## Text section
::::

5.4 Survival. Sections 2.3, 2.5, 3.1, 5.4, 6, 7.4, 8, 9, 10, 11, 12, 14, and 15 of this Agreement, as well as any other terms of this Agreement that expressly extend or by their nature should extend beyond termination of this Agreement, will survive and continue in full force and effect after any termination of this Agreement.
6.1. Confidential Information. “Confidential Information” means nonpublic information or data revealed by or through a party (the “Disclosing Party”), whether in writing, orally, or by other means, to the other party (the “Receiving Party”) in connection with this Agreement, including without limitation, (a) the terms, conditions, or other facts with respect to this Agreement; (b) information expressly or implicitly marked or disclosed as confidential, including, without limitation, all forms and types of financial, business, scientific, technical, economic, or engineering information; (c) a party’s proprietary information, including without limitation, plans, compilations, patterns, formulas, designs, drawings, specifications, methods, techniques, processes, procedures, data, know-how, ideas, research, development, projects, products, services, contracts, relationships, proposals, finances, pricing and costs, whether tangible or intangible, and whether or how stored, compiled, or memorialized physically, electronically, graphically, photographically, or in writing; (d) information traditionally recognized as proprietary trade secrets; (e) the identification of and other information relating to a party’s employees, vendors, clients, or customers; and (f) all copies of any of the foregoing or any analyses, studies, compilations, or reports that contain, are based on, or reflect any of the foregoing.
6.2 Exceptions. Confidential Information does not include information which: (a) is or becomes generally available to the public other than as a result of disclosure by the Receiving Party (or any person to whom the Receiving Party disclosed such information); (b) was known by the Receiving Party prior to its disclosure by the Disclosing Party; (c) was independently developed by Receiving Party without use of the Confidential Information; (d) is authorized, in writing, by the Disclosing Party to be disclosed; or (e) becomes available to the Receiving Party on a non-confidential basis from a source other than the Disclosing Party, provided that such source is not bound by a confidentiality agreement, confidentiality obligation, or fiduciary duty which prohibits disclosure and the Receiving Party has no reason to believe that such source may be restricted from making such disclosure.
6.3 Ownership of Confidential Information. Disclosing Party shall retain all right, title, and interest in and to its Confidential Information. Neither the execution and delivery of this Agreement, nor the furnishing of any Confidential Information shall be construed as granting to Receiving Party either expressly, by implication, estoppel, or otherwise, any license under any patent, copyright, trade secret or other intellectual property or proprietary rights now or hereafter owned or controlled by Disclosing Party, nor any right to use, copy, sell, develop, or exploit the Confidential Information made available to Receiving Party, except to fulfill the purpose of this Agreement.

::::

## Material

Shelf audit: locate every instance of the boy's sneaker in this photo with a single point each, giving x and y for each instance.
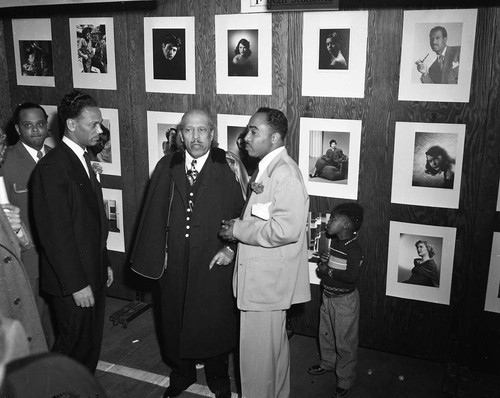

::::

## Task directions
Resume the contract text on confidential information, writing the next part after its last sentence.

## Answer for the task
6.4 Limitation on Disclosure. Receiving Party shall not use Disclosing Party’s Confidential Information for any purpose other than to exercise or perform its rights or obligations under this Agreement. Receiving Party shall not, without the prior written consent of Disclosing Party, copy or otherwise reproduce Disclosing Party’s Confidential Information, or disclose, disseminate, or otherwise communicate, in whole or in part, Disclosing Party’s Confidential Information to any third party except to the Receiving Party’s officers, directors, employees, agents, and representatives who need to know the Confidential Information and are bound by confidentiality obligations at least as restrictive as those contained herein. Receiving Party agrees to protect Disclosing Party’s Confidential Information from disclosure with the same degree of care used to protect the confidentiality of its own Confidential Information, but in no event less than reasonable care. If Receiving Party becomes aware of, or has reasonable grounds to suspect any unauthorized disclosure of Disclosing Party’s Confidential Information, Receiving Party shall immediately notify Disclosing Party in writing.
6.5 Compelled Disclosure. In the event that Receiving Party becomes compelled by law or order of court or administrative body to disclose any Disclosing Party’s Confidential Information, Receiving Party shall be entitled to disclose such Confidential Information, provided that: (a) Receiving Party provides Disclosing Party with prompt prior written notice of such requirements to allow Disclosing Party to take any necessary action to safeguard the Confidential Information; and (b) if required to do so, Receiving Party shall furnish only that portion of Disclosing Party’s Confidential Information which is legally required to be disclosed and shall exercise its commercially reasonable efforts to obtain assurances that Confidential Information will be treated in confidence.
6.6 Return of Confidential Information. Receiving Party shall return or destroy (in Disclosing Party’s sole discretion and election) any Confidential Information disclosed to Receiving Party, at the earliest of (i) Disclosing Party’s written demand for return or destruction of its Confidential Information, (ii) the completion of the use by Receiving Party as permitted herein, or (iii) within ten (10) days following the date of termination of this Agreement.
7. REPRESENTATIONS AND WARRANTIES.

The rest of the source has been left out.